▸ **TASK**
In the article about the magic show, at what time and on what date is the "Theatre of Illusion" scheduled at Pittsburg Memorial Auditorium?

▸ **DOCUMENT PASSAGE**
Magician Kevin Spencer is hoping for a warmer welcome when he makes his second visit to Pittsburg in April.

Magician Kevin Spencer is hoping for a warmer welcome when he makes his second visit to Pittsburg in April.

“I think that the last time we got there it was in the middle of an ice storm,” he said during a recent telephone interview. “I hope this time we’re coming in to sunshine.”

He and his wife, Cindy, are scheduled to perform  their “Theatre of Illusion” at 7:30 p.m. April 13 at Pittsburg Memorial Auditorium. Ticket information is available at 620-231-7827.

”We are the largest touring illusion show on the road, and we’ll be bringing 10 tons of equipment  to the stage of Pittsburg Memorial Auditorium,” Spencer said. “It’s a wonderful auditorium, a great space to play.”

He  said that he regards magic as much an art form as music or dance, and works with leading designers in scenery, lighting and special effects to make his shows spectacular.

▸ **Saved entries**
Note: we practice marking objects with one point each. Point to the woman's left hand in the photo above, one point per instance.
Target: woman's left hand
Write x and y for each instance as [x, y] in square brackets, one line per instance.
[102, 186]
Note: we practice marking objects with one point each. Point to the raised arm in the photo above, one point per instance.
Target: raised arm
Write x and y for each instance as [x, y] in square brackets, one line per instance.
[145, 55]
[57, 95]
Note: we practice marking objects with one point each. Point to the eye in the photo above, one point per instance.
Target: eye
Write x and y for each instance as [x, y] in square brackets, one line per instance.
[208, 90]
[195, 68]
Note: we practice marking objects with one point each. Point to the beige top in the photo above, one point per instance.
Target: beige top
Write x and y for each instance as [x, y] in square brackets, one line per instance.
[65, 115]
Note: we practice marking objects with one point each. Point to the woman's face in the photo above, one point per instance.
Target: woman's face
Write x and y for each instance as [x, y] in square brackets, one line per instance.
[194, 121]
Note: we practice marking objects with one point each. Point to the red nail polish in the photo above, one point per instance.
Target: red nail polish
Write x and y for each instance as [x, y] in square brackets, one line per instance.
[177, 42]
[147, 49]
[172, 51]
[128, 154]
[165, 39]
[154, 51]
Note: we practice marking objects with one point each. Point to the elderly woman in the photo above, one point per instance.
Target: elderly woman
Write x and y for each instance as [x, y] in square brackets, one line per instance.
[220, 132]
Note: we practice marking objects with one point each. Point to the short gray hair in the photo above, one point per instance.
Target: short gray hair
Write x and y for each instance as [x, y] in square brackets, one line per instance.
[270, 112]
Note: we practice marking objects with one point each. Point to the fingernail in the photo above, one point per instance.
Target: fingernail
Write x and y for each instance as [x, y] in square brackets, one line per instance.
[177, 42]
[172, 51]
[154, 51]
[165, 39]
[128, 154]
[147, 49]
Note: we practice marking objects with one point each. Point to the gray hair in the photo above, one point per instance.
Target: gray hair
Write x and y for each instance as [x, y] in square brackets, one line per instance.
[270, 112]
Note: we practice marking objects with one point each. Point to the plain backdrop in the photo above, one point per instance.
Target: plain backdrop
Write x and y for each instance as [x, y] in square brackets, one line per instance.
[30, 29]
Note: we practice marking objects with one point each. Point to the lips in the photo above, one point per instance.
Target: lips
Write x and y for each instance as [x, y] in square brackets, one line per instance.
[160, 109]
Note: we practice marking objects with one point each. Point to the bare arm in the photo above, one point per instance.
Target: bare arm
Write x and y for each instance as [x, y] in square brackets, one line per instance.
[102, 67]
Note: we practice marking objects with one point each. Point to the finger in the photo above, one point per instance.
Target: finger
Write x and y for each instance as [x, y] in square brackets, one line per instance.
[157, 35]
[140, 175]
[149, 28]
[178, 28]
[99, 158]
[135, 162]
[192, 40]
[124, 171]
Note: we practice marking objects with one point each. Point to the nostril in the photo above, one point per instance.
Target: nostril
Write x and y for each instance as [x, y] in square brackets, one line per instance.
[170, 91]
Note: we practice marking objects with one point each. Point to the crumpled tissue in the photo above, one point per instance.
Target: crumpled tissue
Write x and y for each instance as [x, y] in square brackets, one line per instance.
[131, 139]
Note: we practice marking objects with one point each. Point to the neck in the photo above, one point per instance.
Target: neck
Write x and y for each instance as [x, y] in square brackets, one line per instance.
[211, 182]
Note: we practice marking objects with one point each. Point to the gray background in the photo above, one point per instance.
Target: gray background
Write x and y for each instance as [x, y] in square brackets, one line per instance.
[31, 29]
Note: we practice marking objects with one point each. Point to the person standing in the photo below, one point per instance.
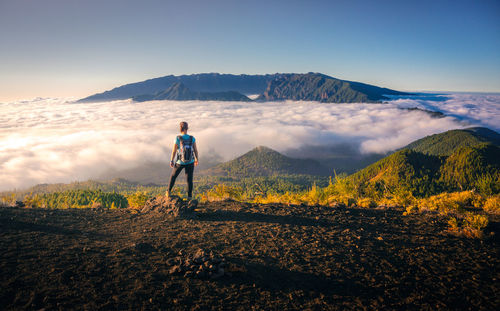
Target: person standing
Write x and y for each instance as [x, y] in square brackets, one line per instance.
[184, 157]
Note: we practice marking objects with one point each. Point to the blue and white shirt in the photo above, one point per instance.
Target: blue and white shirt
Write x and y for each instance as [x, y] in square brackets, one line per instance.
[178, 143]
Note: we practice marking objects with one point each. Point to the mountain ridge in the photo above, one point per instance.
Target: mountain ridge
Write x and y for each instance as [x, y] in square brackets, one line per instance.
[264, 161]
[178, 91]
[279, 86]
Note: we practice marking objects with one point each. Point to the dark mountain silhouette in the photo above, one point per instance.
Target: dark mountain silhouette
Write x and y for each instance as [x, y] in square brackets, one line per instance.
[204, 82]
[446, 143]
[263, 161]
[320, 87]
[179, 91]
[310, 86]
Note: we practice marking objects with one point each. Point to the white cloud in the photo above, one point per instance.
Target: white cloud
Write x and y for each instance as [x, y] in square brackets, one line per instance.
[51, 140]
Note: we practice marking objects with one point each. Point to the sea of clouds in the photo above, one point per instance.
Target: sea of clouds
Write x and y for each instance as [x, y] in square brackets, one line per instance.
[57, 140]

▸ **REPLY**
7:30 p.m. on April 13